▽

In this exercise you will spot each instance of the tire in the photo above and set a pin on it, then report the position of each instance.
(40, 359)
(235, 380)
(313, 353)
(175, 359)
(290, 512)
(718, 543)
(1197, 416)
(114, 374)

△

(Work required):
Reproduce every line above. Keep it exact.

(Response to the exercise):
In this exercise you will spot each instance of the tire in the photo above and set a pin on it, then report the position of each instance.
(40, 359)
(235, 380)
(313, 353)
(175, 359)
(290, 512)
(718, 543)
(1197, 416)
(114, 374)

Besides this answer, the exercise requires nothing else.